## Goal of the exercise
Copy out the material below in full, but not its images.

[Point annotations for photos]
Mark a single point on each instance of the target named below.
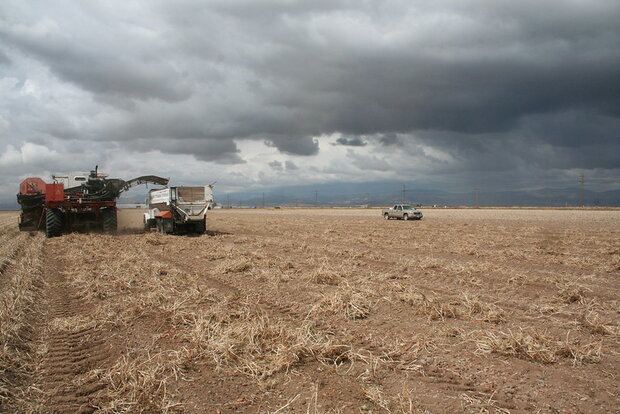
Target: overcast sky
(456, 94)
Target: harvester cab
(74, 201)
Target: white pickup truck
(402, 211)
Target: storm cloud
(446, 90)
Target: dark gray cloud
(294, 145)
(4, 59)
(276, 165)
(351, 142)
(464, 88)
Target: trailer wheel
(53, 222)
(109, 220)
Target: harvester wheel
(53, 222)
(108, 218)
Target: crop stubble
(334, 311)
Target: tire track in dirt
(72, 351)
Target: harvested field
(317, 311)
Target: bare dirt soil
(316, 311)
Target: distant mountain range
(386, 193)
(381, 194)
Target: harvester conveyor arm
(144, 180)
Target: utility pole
(582, 181)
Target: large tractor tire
(109, 220)
(53, 222)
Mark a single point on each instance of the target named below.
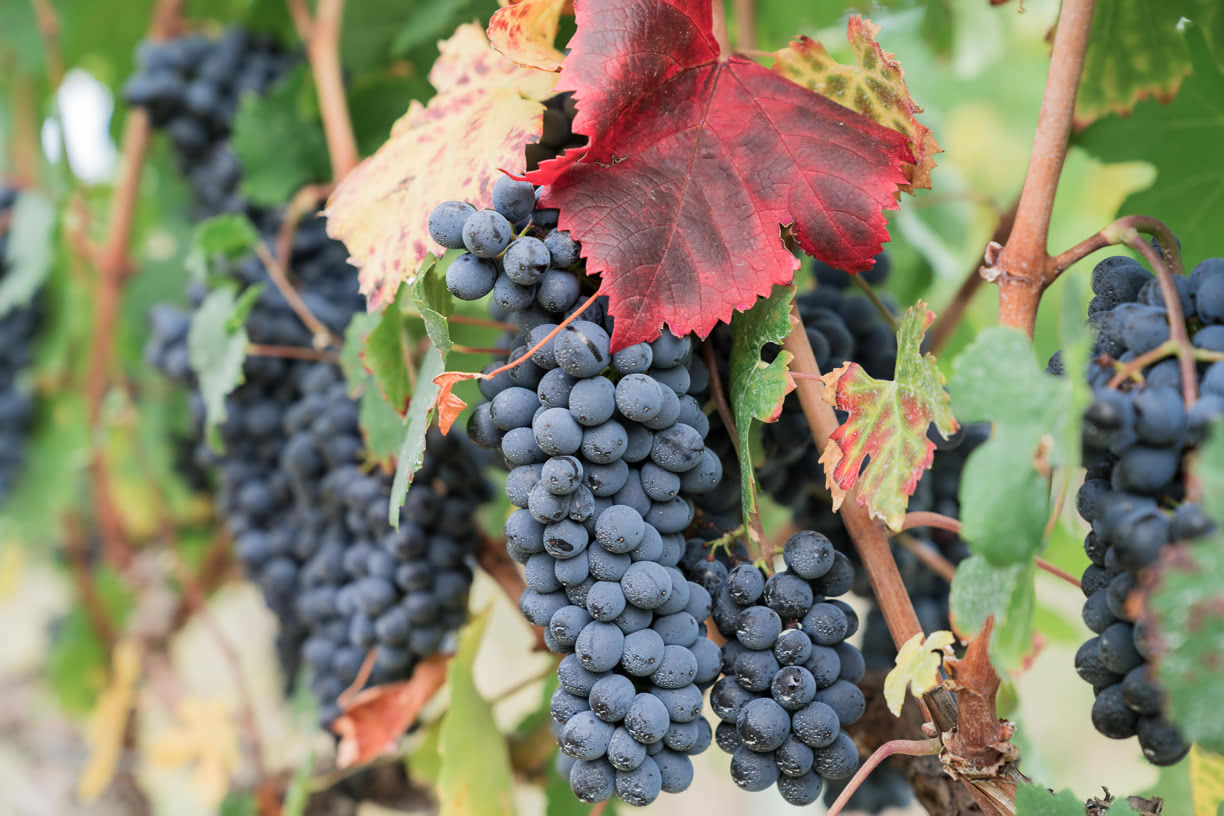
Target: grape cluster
(788, 685)
(310, 525)
(1135, 442)
(605, 454)
(191, 87)
(17, 329)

## Solution to the problem
Mark a single point on each instance of the target named below.
Target: overcast sky
(456, 94)
Target: harvester cab
(74, 201)
Target: white pickup truck
(402, 211)
Target: storm cloud
(446, 90)
Target: dark gray cloud
(294, 145)
(4, 59)
(276, 165)
(351, 142)
(464, 88)
Target: trailer wheel
(53, 222)
(109, 220)
Target: harvester wheel
(53, 222)
(108, 218)
Target: crop stubble
(334, 311)
Target: tire track in dirt
(72, 351)
Target: harvested field
(317, 311)
Target: bare dirt soil
(316, 311)
Target: distant mountain range
(386, 193)
(381, 194)
Target: harvester conveyor arm
(144, 180)
Target: utility pole
(582, 181)
Target: large tractor tire
(109, 220)
(53, 222)
Mark a single point on each instance of the target named below.
Target: grape cluster
(788, 685)
(310, 525)
(1135, 442)
(605, 454)
(191, 87)
(17, 329)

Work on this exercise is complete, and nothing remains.